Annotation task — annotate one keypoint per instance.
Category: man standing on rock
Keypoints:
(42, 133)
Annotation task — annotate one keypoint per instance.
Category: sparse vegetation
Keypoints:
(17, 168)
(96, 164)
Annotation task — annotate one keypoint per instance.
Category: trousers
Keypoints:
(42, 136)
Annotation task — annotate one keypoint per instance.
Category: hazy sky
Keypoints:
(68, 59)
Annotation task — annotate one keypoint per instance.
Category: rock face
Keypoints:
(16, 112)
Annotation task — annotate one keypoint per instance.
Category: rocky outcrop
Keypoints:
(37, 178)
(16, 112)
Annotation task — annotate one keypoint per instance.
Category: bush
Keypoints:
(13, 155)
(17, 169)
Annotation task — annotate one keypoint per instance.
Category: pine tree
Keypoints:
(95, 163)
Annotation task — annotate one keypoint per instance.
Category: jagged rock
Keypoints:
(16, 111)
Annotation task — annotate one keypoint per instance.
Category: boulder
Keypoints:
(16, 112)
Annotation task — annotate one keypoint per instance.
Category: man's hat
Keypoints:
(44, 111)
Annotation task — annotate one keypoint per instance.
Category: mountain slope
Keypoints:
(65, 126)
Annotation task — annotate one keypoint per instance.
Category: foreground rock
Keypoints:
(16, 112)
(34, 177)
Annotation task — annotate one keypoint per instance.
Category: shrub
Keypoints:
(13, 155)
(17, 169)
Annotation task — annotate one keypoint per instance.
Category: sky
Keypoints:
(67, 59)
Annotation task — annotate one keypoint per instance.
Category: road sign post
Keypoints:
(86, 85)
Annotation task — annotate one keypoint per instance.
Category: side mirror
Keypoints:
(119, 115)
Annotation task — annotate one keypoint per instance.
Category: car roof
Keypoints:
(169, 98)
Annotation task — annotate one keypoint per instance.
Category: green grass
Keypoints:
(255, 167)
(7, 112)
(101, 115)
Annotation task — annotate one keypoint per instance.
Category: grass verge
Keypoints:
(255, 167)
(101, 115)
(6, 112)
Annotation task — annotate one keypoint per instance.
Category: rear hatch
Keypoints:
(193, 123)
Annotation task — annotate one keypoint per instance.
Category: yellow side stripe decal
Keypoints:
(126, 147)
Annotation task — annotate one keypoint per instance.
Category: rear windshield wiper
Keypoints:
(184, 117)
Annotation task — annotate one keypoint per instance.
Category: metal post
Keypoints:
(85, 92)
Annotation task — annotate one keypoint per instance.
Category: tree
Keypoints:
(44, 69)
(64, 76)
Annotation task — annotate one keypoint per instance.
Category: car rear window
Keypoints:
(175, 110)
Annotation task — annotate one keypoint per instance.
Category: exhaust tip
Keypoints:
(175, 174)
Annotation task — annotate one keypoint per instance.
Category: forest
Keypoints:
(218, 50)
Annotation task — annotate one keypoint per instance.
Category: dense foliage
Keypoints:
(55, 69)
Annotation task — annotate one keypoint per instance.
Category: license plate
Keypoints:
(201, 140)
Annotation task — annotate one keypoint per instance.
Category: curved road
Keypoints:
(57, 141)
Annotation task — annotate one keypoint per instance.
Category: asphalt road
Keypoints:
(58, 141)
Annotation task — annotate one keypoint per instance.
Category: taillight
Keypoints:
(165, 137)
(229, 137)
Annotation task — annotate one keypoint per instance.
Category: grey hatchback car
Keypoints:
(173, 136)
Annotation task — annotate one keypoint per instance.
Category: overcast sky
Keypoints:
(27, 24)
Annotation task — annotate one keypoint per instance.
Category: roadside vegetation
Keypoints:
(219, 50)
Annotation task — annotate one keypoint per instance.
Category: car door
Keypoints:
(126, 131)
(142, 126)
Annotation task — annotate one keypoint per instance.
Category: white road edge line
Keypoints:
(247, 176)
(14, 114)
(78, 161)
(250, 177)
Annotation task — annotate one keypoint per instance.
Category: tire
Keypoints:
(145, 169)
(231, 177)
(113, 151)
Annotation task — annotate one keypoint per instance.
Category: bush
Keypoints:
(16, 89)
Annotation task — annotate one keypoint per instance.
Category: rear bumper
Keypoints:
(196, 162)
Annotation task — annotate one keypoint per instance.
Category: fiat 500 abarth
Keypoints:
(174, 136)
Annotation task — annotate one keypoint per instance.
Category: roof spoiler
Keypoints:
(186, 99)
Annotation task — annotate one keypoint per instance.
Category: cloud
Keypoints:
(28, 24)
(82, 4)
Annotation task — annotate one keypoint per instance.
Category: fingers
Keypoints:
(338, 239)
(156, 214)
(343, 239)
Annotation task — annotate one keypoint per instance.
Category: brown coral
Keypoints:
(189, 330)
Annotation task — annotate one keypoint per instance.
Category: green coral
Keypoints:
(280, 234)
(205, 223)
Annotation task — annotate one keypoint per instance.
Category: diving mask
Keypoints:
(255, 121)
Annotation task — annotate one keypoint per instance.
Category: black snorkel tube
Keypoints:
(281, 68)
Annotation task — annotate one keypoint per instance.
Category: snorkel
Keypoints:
══════════════════════════════
◆ Task ◆
Check each line of the records above for "grass", and copy those that have it.

◆ Response to this task ◆
Category: green grass
Category: grass verge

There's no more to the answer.